= SOURCE TEXT =

►

Kyle Rittenhouse: US teen gunman's lawyers seek mistrial
Lawyers for a teenager charged with shooting three people amid civil unrest in Wisconsin last year have called for a mistrial.
Kyle Rittenhouse's defence asked that the case be dismissed after the judge angrily rebuked prosecutors for airing apparently inadmissible evidence.
Mr Rittenhouse, 18, sobbed earlier in court as he took the stand.
He testified that he killed two men and injured a third on 25 August 2020 on the streets of Kenosha in self-defence.
Mr Rittenhouse is facing counts including intentional and reckless homicide, reckless endangerment and illegal possession of a firearm after he fatally shot Joseph Rosenbaum, 36, and Anthony Huber, 26, and wounded Gaige Grosskreutz, 28. He could get life in prison.
Riots erupted on the streets of the city two days earlier after police shot a black man, Jacob Blake. Mr Rittenhouse - who was 17 at the time - travelled to the city from his home in Illinois and, with a semi-automatic rifle in tow, he said he sought to help protect property from unrest on the streets.
Why was there a mistrial motion?
On Wednesday, day seven of the trial, lead prosecutor Thomas Binger and Judge Bruce Schroeder loudly quarrelled in court. Mr Binger's questioning about Mr Rittenhouse's decision to remain silent until now, as is his right, incurred furious reprimands from the judge.
"That's basic law, it's been the basic law in this country for 40 years, 50 years. I have no idea why you would do something like that," the judge said. "So I don't know what you're up to."
Judge Schroeder also accused the prosecutor of violating pre-trial rulings on introducing evidence the judge had ruled not relevant to the trial - a video recorded two weeks before the shootings in which Mr Rittenhouse commented about shooting men he thought were shoplifting at a pharmacy.

◄

= RECORDS =
►

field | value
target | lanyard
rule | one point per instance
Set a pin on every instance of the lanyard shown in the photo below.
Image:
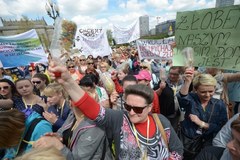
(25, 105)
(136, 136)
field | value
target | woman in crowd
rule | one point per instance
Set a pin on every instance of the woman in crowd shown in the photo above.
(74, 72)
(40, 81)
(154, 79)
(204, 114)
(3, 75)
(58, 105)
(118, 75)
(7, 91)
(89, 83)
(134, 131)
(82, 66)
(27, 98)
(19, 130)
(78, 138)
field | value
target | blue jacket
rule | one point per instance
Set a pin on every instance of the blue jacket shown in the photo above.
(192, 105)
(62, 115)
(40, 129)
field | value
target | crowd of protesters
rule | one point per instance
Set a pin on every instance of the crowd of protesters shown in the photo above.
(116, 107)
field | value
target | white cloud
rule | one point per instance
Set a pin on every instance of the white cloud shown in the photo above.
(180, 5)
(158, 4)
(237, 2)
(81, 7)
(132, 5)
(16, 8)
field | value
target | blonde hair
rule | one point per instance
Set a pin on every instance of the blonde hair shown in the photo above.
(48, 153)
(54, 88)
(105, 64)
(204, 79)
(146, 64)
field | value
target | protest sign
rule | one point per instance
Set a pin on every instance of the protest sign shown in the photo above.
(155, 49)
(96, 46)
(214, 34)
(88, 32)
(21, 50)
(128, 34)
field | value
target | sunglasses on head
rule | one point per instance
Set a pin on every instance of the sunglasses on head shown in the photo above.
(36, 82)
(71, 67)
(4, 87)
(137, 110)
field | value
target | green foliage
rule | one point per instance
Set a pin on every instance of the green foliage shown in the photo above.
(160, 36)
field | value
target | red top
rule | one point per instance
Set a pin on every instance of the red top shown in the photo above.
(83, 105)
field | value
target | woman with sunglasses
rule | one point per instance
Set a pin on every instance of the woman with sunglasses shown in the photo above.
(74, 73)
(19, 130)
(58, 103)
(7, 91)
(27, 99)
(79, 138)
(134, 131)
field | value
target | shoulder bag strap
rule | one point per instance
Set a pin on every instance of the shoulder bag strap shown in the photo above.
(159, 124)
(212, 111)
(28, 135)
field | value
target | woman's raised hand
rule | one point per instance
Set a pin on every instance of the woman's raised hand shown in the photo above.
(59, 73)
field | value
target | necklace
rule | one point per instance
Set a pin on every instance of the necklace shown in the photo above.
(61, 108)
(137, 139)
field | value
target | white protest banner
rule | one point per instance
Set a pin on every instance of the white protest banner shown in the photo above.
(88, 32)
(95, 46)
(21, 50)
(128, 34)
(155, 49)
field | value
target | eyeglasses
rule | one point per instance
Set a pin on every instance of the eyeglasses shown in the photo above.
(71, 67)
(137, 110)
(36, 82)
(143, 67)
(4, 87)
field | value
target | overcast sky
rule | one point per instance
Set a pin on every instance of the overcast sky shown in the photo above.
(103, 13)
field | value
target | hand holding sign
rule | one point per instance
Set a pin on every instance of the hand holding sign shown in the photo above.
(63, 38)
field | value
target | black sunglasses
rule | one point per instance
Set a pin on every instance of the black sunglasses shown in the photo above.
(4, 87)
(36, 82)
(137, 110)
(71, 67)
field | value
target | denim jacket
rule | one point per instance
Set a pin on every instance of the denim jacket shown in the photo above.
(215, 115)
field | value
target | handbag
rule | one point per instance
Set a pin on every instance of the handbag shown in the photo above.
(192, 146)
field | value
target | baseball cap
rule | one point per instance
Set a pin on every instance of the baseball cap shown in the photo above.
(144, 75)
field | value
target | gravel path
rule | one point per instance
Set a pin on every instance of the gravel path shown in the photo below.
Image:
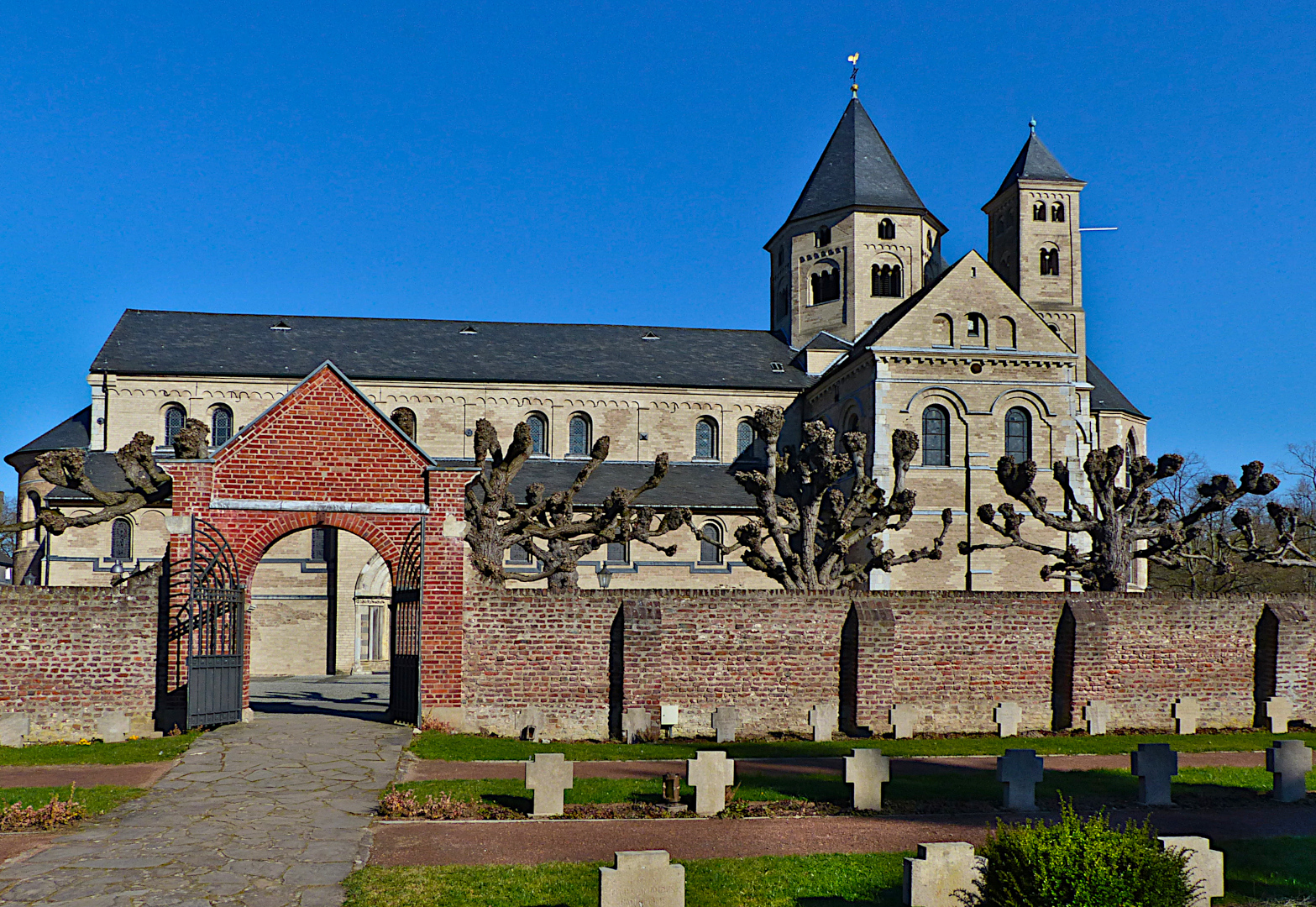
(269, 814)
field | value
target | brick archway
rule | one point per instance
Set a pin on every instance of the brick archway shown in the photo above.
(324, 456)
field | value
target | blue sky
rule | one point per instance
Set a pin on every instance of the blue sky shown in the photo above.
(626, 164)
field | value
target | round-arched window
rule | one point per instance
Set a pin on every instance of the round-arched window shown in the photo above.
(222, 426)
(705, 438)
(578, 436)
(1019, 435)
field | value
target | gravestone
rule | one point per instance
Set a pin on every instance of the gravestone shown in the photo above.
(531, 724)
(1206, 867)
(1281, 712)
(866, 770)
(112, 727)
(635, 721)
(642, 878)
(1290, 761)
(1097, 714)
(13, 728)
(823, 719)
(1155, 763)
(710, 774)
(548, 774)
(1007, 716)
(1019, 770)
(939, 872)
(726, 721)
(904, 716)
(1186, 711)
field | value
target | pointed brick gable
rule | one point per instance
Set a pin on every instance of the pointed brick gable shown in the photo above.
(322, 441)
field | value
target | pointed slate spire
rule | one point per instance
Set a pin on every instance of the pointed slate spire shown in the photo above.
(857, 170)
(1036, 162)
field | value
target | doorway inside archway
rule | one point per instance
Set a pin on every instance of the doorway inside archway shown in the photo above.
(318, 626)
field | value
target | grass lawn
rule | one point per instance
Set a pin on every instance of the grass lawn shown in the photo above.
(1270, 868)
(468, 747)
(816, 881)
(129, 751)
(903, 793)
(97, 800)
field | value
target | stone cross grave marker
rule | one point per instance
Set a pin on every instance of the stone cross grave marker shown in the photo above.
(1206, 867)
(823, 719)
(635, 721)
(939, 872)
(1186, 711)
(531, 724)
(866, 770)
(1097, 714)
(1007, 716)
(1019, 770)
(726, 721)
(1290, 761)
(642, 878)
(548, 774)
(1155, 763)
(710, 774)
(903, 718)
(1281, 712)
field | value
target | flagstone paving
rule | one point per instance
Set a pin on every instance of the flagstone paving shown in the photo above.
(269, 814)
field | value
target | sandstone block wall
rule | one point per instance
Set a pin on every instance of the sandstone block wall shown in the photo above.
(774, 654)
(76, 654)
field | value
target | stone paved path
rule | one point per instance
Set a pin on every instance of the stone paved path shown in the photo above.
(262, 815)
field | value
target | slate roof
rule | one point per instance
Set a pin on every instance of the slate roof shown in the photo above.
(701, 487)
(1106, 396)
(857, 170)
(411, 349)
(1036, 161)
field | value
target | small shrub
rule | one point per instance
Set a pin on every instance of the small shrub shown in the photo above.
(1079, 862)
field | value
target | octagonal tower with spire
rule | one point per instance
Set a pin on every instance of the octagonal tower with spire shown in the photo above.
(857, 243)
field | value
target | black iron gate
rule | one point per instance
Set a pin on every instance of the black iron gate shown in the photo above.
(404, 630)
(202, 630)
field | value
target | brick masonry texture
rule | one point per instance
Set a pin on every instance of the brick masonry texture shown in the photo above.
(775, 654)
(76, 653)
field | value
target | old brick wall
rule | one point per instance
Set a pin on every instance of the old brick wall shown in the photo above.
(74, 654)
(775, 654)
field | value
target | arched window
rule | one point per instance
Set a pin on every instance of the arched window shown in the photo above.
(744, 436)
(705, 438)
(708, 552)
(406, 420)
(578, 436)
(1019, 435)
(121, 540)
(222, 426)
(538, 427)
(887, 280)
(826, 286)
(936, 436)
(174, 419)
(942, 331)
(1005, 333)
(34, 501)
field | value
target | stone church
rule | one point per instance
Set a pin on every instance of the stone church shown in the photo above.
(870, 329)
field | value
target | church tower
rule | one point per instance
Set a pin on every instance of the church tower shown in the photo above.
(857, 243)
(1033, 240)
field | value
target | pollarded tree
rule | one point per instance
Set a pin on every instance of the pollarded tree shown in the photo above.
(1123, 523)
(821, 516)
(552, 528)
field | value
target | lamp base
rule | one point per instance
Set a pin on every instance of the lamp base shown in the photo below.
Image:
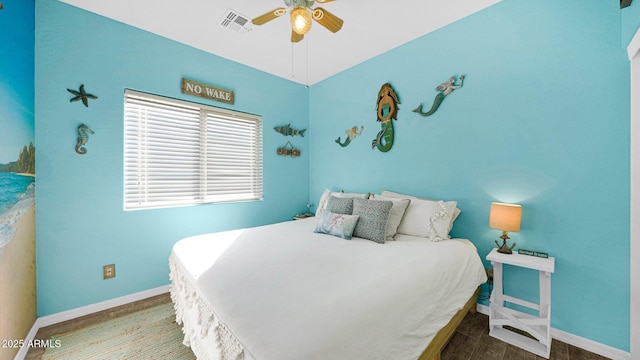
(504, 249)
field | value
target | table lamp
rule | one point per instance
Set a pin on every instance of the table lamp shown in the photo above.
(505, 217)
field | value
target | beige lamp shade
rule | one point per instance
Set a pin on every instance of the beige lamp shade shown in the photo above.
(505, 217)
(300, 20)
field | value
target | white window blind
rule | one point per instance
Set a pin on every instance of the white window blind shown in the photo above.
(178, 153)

◄

= PROBLEM TO SOLVE =
From the Rittenhouse mistrial article above, reproduce word for word everything from "Mr Rittenhouse, 18, sobbed" down to "Kenosha in self-defence.".

= OUTPUT OF THE TASK =
Mr Rittenhouse, 18, sobbed earlier in court as he took the stand.
He testified that he killed two men and injured a third on 25 August 2020 on the streets of Kenosha in self-defence.